Study text —

● ● ● ● ● ● ●

FDA on Friday approved the first immunotherapy to treat advanced triple-negative breast cancer.
According to the National Breast Cancer Foundation, about one in 10 of all breast cancers are "triple-negative," which means their growth is not driven by estrogen, progesterone, or specific genes targeted by other cancer drugs, such as Herceptin. Triple-negative breast cancers do not respond to hormonal cancer treatments, and while they do respond to chemotherapy, researchers have found that cancer cells can develop resistance quickly and spread to other parts of the body.
FDA approves first immunotherapy for breast cancer
The immunotherapy, Roche's Tecentriq, is a PD-L1 inhibitor that helps the body's immune system detect and attack cancer. The drug, which costs approximately $13,400 per month, already has been approved to treat four other types of cancer, including non-small cell lung cancer and urothelial carcinoma.
But the latest approval provides a new treatment option for triple-negative breast cancer patients who currently have limited options. FDA approved the immunotherapy for patients with locally advanced or metastatic triple-negative breast cancer who have the PD-L1 molecule that can block T cells from attacking a tumor.
FDA said a clinical trial of 900 women showed modest benefits. Patients with triple-negative breast cancer who took Tecentriq in combination with chemotherapy on average went 7.2 months without their cancer worsening, compared with 5.5 months among patients who took a placebo in combination with chemotherapy.
However, researchers have not yet finalized the data on whether Tecentriq improves overall survival. The latest data available from the trial show patients who took Tecentriq had a median survival of 25 months, compared with 15.5 month for patients in the placebo-chemotherapy group.

● ● ● ● ● ● ●

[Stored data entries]
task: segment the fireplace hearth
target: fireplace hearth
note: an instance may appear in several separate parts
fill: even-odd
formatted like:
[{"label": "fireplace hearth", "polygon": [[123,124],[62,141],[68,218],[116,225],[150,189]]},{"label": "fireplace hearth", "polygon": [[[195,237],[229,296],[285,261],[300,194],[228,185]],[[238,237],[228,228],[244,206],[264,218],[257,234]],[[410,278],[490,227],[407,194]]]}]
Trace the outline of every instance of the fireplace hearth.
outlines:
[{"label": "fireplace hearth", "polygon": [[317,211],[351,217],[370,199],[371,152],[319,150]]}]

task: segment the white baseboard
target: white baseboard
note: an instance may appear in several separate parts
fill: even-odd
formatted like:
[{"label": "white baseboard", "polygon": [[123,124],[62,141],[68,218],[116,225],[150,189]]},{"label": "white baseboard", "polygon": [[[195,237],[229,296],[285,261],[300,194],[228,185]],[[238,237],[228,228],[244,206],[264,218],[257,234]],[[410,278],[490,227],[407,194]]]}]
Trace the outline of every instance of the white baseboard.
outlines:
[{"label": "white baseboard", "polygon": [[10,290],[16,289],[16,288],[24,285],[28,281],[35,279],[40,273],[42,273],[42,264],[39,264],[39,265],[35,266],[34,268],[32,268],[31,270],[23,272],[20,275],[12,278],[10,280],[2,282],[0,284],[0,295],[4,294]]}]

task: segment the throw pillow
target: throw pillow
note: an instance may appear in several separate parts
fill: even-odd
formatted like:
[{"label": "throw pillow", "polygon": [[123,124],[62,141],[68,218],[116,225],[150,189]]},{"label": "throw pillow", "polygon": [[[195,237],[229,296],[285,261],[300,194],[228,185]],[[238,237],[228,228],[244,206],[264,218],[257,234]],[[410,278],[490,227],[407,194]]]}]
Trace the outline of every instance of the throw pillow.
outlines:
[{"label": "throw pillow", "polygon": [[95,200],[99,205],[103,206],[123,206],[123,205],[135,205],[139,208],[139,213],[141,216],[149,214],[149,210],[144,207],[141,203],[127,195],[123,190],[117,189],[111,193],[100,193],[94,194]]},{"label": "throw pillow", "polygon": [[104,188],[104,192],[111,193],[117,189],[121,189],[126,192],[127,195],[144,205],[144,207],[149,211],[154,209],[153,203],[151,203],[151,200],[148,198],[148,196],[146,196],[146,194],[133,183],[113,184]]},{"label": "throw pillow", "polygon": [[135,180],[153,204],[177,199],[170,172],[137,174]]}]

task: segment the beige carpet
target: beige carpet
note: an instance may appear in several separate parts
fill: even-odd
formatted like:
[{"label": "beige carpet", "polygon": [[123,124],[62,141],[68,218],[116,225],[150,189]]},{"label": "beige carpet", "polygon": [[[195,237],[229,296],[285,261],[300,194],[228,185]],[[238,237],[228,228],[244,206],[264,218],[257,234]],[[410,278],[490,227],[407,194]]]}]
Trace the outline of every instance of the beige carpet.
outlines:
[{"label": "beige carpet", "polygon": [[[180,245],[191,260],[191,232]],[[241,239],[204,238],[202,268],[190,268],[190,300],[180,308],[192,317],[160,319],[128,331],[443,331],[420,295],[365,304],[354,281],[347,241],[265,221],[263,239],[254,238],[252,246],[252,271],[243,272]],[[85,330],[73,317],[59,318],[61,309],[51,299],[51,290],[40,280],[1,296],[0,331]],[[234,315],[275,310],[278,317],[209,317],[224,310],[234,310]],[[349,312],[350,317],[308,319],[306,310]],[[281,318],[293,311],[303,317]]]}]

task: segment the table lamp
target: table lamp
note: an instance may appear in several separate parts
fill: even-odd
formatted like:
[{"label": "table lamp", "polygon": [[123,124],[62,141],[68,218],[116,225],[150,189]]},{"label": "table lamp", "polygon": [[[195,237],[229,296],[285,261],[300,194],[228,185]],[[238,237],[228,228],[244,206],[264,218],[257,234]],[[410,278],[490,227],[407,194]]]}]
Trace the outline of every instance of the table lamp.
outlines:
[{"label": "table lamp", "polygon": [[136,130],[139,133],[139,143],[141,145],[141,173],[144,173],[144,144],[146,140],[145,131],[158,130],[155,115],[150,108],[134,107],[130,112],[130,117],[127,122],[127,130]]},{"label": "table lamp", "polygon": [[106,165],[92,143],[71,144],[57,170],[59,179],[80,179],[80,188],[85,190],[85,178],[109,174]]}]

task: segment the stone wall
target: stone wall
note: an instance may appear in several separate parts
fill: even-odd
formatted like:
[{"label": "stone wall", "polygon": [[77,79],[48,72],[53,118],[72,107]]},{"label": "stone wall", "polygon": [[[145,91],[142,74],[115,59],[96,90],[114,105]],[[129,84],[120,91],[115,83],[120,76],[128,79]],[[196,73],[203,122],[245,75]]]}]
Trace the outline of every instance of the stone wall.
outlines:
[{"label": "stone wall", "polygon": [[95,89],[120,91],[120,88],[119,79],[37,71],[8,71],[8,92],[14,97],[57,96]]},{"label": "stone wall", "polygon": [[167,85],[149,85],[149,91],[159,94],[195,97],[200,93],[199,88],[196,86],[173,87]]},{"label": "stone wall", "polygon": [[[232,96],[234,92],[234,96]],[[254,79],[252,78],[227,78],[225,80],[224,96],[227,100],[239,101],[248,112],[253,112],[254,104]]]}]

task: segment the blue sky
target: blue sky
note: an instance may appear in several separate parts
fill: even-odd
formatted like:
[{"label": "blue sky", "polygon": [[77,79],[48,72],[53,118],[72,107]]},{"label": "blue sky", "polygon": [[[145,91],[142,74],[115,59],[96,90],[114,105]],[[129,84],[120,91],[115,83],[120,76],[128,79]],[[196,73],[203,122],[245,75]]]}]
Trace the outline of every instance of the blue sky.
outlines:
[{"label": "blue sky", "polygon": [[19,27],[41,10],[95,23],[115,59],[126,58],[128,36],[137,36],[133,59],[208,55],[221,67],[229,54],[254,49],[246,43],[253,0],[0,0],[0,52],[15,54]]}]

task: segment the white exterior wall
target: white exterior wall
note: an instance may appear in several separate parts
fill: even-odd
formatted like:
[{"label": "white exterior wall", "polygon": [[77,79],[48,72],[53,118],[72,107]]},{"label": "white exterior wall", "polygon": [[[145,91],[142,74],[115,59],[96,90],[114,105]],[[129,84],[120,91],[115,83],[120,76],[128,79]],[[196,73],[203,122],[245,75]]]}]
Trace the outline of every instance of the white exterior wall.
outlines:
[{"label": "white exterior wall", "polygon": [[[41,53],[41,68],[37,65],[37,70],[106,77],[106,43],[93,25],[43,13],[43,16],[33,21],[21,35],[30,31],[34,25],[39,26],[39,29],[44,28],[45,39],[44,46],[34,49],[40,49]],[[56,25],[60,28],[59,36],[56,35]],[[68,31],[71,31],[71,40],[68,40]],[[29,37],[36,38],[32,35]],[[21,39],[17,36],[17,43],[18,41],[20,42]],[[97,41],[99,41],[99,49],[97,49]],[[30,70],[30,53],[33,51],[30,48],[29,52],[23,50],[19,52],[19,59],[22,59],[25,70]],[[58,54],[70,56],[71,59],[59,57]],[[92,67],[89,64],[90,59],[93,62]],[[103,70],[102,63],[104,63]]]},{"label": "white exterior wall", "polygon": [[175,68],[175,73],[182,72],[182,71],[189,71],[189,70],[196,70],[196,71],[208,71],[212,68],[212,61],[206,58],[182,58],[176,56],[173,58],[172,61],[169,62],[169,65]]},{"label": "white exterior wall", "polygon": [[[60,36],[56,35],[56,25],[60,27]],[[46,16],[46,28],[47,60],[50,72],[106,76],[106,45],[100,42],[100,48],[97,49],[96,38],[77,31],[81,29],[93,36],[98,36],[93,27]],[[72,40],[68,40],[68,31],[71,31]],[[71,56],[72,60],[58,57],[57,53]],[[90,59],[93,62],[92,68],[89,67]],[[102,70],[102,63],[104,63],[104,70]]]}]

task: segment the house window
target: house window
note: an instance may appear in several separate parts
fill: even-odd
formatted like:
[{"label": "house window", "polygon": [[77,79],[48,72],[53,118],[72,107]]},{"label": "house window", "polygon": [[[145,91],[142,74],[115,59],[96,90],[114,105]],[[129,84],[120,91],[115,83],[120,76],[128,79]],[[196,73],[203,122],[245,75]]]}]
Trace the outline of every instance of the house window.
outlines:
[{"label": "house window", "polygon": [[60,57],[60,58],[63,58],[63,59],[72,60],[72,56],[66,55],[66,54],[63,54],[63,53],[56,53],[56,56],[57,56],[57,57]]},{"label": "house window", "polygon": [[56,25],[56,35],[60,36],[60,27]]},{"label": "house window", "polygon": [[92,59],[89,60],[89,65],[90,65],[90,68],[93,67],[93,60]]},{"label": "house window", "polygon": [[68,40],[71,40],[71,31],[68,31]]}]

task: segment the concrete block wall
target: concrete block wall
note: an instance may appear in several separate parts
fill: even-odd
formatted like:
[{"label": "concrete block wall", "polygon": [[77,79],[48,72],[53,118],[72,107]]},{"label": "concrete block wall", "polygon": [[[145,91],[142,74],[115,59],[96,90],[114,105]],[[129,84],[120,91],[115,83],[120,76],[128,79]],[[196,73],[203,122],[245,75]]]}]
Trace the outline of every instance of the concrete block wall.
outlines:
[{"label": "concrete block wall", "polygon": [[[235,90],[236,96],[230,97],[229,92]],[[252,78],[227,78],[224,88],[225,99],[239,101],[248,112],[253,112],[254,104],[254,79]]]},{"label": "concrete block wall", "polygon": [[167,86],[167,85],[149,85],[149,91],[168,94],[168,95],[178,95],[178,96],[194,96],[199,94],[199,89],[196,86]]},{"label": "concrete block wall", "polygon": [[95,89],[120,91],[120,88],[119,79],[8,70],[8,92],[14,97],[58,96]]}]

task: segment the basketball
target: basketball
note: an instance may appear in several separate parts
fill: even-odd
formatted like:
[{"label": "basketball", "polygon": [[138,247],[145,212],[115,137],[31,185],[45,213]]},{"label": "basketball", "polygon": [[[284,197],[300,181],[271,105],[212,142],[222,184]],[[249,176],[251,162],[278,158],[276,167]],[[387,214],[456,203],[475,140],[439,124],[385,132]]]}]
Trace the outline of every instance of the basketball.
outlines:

● ● ● ● ● ● ●

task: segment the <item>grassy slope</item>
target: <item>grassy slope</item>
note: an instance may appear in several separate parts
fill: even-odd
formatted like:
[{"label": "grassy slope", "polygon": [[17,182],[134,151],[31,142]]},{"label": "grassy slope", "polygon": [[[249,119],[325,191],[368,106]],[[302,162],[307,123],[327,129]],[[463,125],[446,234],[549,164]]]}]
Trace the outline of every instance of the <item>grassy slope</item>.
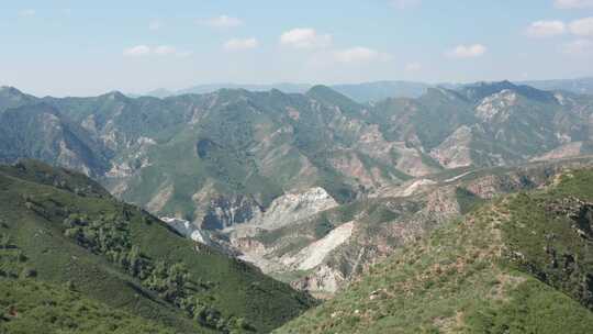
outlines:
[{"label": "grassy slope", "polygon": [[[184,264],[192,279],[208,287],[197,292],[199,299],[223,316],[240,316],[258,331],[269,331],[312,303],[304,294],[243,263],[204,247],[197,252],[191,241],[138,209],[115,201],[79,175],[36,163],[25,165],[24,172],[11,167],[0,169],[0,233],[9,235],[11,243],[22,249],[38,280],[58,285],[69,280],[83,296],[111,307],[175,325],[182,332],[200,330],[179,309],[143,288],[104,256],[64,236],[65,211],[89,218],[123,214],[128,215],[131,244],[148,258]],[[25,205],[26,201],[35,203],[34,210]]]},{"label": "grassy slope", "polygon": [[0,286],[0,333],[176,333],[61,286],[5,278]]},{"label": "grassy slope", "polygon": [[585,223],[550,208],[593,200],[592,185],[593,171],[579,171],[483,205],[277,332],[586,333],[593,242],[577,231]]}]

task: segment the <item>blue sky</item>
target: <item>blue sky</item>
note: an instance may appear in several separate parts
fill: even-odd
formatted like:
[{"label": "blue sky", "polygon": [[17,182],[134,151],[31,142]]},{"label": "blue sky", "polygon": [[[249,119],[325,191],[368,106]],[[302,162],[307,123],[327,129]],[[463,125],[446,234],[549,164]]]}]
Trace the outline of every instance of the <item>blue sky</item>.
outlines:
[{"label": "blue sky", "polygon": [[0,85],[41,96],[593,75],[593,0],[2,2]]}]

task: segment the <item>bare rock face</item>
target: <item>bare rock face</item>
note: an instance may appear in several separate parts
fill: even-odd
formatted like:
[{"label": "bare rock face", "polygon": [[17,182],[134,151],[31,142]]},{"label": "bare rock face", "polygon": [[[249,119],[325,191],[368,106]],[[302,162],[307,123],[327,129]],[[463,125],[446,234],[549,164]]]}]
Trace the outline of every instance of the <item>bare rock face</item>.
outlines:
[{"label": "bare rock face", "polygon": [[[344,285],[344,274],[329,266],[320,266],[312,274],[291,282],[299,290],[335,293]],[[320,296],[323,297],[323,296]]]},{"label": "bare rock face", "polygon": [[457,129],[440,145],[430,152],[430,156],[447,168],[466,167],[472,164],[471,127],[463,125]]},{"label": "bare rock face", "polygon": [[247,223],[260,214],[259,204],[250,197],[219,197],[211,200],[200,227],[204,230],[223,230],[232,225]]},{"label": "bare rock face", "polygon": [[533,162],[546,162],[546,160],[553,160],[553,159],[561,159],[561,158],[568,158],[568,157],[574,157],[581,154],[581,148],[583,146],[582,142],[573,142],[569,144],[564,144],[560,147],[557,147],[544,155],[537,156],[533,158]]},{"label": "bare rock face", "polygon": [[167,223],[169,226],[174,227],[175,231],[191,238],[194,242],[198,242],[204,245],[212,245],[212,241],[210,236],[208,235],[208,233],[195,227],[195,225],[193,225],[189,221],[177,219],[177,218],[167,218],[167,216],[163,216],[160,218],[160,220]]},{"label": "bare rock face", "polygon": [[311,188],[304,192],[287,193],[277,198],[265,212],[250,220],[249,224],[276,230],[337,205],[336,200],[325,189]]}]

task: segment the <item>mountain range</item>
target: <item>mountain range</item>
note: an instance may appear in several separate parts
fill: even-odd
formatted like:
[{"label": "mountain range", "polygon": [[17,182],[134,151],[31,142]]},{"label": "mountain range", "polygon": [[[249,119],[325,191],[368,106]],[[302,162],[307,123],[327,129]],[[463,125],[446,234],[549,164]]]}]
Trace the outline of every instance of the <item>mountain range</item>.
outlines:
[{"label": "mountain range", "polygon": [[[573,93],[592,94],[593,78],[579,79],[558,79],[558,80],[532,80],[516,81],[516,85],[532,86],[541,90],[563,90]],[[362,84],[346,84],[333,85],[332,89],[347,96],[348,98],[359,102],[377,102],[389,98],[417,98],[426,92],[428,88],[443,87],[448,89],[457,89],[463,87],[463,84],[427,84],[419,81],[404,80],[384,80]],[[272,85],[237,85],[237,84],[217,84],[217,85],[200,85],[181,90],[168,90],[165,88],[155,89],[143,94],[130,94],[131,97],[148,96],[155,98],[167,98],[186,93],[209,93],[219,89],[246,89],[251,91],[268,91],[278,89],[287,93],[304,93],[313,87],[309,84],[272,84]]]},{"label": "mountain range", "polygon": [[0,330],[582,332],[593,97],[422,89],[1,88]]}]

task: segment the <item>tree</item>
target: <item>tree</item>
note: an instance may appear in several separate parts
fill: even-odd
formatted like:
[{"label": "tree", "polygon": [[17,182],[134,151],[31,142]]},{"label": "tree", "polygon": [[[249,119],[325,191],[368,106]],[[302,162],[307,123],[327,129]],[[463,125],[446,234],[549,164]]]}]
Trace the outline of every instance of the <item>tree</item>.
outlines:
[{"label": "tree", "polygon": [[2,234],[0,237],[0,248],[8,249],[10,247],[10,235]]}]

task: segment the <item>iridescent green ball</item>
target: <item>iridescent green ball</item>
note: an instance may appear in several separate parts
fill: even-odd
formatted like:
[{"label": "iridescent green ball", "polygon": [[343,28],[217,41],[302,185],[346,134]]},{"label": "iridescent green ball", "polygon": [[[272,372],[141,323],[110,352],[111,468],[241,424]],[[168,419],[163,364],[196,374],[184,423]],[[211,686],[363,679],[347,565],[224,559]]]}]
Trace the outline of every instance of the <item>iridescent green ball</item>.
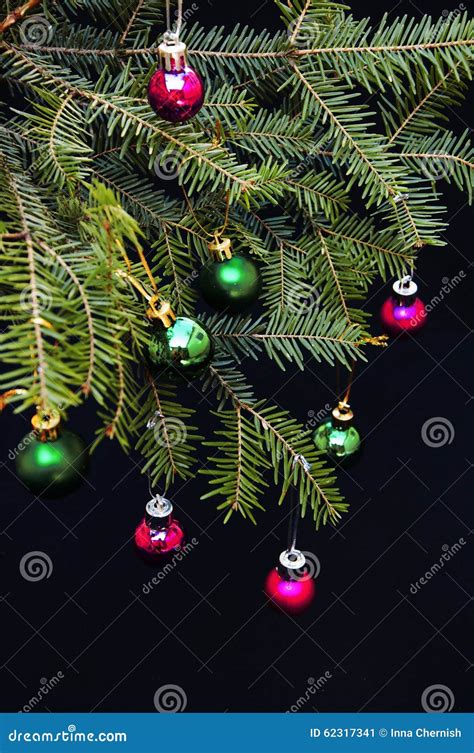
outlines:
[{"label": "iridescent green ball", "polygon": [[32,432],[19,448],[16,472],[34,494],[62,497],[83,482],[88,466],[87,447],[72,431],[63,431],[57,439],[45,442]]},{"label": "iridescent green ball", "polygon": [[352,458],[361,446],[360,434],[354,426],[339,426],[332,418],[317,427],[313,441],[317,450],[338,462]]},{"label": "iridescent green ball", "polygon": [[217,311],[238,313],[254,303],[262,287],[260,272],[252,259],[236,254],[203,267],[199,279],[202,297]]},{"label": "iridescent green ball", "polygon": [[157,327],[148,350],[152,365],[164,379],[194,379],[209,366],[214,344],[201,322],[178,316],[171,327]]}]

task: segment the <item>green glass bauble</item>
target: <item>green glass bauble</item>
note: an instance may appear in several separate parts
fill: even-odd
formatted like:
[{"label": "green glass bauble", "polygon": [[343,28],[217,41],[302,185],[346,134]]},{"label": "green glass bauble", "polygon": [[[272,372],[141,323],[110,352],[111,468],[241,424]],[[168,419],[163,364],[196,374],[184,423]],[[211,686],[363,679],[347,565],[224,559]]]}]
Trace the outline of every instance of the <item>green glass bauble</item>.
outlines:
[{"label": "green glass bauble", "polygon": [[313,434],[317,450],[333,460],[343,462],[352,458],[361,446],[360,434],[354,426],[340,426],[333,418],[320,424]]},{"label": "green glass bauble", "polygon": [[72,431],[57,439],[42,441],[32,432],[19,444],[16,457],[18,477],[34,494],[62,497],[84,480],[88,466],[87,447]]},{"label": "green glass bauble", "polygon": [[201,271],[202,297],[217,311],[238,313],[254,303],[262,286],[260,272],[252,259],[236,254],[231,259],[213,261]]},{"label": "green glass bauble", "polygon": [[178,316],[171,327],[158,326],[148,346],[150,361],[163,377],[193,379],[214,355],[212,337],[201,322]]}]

● ● ● ● ● ● ●

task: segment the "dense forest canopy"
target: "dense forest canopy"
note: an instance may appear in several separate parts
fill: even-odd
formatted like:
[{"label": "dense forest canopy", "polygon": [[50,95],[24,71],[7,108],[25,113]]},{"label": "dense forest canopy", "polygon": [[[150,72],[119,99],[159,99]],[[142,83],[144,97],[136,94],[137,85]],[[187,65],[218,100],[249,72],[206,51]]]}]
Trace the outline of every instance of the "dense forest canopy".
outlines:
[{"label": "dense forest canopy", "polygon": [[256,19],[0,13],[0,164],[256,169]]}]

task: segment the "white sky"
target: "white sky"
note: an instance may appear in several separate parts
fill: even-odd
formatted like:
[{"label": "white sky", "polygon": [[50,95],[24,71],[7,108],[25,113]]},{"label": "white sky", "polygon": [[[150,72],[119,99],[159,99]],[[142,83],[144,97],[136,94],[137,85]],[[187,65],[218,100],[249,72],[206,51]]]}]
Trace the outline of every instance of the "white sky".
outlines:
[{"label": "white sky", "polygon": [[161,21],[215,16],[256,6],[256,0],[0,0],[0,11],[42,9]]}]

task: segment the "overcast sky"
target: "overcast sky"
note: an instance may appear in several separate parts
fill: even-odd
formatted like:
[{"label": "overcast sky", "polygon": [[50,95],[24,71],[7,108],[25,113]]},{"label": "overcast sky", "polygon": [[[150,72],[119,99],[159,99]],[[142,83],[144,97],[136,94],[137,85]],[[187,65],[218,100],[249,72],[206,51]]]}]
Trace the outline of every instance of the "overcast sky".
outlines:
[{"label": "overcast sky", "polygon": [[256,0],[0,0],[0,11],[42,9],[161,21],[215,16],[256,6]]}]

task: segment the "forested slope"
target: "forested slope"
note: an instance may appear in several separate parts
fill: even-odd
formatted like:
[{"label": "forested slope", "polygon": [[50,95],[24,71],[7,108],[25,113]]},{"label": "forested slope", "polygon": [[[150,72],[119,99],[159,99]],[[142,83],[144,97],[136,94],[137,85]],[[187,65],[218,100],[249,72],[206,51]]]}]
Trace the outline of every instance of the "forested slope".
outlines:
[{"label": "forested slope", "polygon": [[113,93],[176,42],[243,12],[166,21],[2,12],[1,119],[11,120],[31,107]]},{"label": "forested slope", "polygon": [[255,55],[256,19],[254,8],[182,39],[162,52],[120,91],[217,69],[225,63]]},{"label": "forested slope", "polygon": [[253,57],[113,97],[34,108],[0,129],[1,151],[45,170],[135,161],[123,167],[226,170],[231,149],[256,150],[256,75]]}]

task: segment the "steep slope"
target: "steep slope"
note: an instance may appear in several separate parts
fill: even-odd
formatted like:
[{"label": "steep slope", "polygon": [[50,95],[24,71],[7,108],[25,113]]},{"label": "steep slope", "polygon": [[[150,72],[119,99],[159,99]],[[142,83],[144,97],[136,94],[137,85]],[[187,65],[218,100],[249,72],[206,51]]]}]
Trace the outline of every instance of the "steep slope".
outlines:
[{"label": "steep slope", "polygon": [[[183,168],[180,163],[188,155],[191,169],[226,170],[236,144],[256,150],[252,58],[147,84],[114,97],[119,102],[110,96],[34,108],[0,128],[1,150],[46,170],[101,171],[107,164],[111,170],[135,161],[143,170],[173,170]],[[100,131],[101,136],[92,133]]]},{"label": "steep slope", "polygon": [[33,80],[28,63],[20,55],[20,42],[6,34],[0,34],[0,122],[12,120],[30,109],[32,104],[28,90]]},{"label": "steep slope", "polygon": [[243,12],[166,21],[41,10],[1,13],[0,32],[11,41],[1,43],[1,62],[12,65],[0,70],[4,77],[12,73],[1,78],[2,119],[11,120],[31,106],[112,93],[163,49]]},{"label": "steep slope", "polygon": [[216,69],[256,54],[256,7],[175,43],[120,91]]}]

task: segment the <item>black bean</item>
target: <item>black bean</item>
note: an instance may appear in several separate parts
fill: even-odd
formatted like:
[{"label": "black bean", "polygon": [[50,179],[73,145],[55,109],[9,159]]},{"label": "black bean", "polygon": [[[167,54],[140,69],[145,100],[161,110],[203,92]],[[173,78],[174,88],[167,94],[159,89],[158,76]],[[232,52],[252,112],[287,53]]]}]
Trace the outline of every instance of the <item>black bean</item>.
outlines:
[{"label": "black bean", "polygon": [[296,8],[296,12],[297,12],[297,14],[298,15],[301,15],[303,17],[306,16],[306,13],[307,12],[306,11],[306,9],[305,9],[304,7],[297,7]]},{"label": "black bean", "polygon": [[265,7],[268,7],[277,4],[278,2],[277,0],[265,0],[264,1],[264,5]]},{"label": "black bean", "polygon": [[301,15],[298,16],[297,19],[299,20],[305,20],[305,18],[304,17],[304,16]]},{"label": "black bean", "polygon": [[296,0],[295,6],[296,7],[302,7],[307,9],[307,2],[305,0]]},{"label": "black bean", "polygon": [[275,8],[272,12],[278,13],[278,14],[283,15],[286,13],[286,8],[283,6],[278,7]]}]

● ● ● ● ● ● ●

Problem requirements —
Carry on the news article about the FDA approving Tecentriq for triple-negative breast cancer, picking up after its final sentence.

Reply to the exercise —
Hope Rugo—a medical oncologist and breast cancer specialist at the University of California-San Francisco, who is involved in the research on Tecentriq—said, "We expect the final survival analysis this year," but added that researchers have "never seen anything that changes survival like that in triple-negative patients."
In a press release, Genentech, the division of Roche that developed the immunotherapy, said continued FDA approval "may be contingent upon verification and description of clinical benefit in a confirmatory trial(s)."
Amy Tiersten, a breast cancer specialist at Mount Sinai, called Tecentriq's approval for breast cancer "tremendously exciting news."
Roche CMO Sandra Horning said, "FDA approval of this Tecentriq combination is an important treatment advance for people with PD-L1-positive, metastatic, triple-negative breast cancer, a disease with high unmet medical need. This Tecentriq combination is the first cancer immunotherapy regimen to be approved in breast cancer, representing a meaningful step forward in the understanding of this disease" (Johnson, Associated Press, 3/8; Dearment, MedCity News, 3/11; Begley, STAT News, 3/8; Mulcahy, Medscape, 3/8).